» ARTICLE

= = = = =

Social Media – Special Relativity a Century Later

From time to time, I will be adding copies of posts made on Social Media. It will almost always be the same information, but it will often be focused on a specific issue, instead of the whole nine yards. Since nearly all my writing is extemporaneous, it also reflects what most recently has come to my attention. The variation in focus helps to flesh out the picture, and one post may appeal more to some readers than others. As they say, variety is the spice of life. Today’s post is about the weirdness of Einstein’s Relativity. The relativists won’t call a contradiction a contradiction, but they use other euphemisms, like weirdness. I have omitted some of the details which are included in the Hyperbolic, Hypercomplex tab. Eventually, there will be pop-ups linked to the less familiar keywords. Until then, there is a list of links under the Invocation tab.

= = = = =

» Records pointing to objects in photos
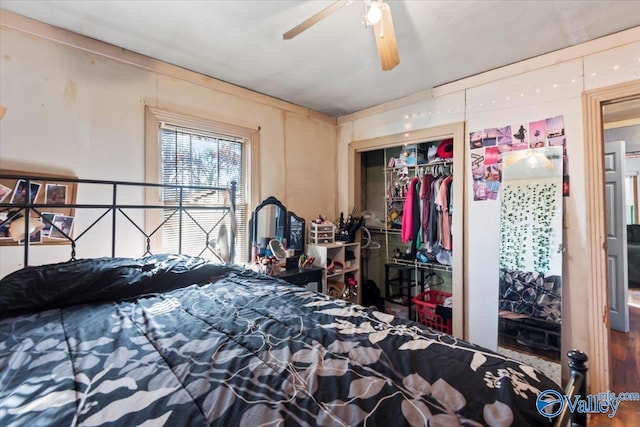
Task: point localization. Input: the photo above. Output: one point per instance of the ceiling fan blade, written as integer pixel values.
(315, 19)
(386, 39)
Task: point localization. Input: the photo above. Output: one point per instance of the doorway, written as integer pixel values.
(598, 297)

= = = = =

» INSTRUCTION
Reproduce the special relativity post in full, word for word. Rely only on the special relativity post.

» REPLY TO THE TASK
Social Media – Special Relativity a Century Later

From time to time, I will be adding copies of posts made on Social Media. It will almost always be the same information, but it will often be focused on a specific issue, instead of the whole nine yards. Since nearly all my writing is extemporaneous, it also reflects what most recently has come to my attention. The variation in focus helps to flesh out the picture, and one post may appeal more to some readers than others. As they say, variety is the spice of life. Today’s post is about the weirdness of Einstein’s Relativity. The relativists won’t call a contradiction a contradiction, but they use other euphemisms, like weirdness. I have omitted some of the details which are included in the Hyperbolic, Hypercomplex tab. Eventually, there will be pop-ups linked to the less familiar keywords. Until then, there is a list of links under the Invocation tab.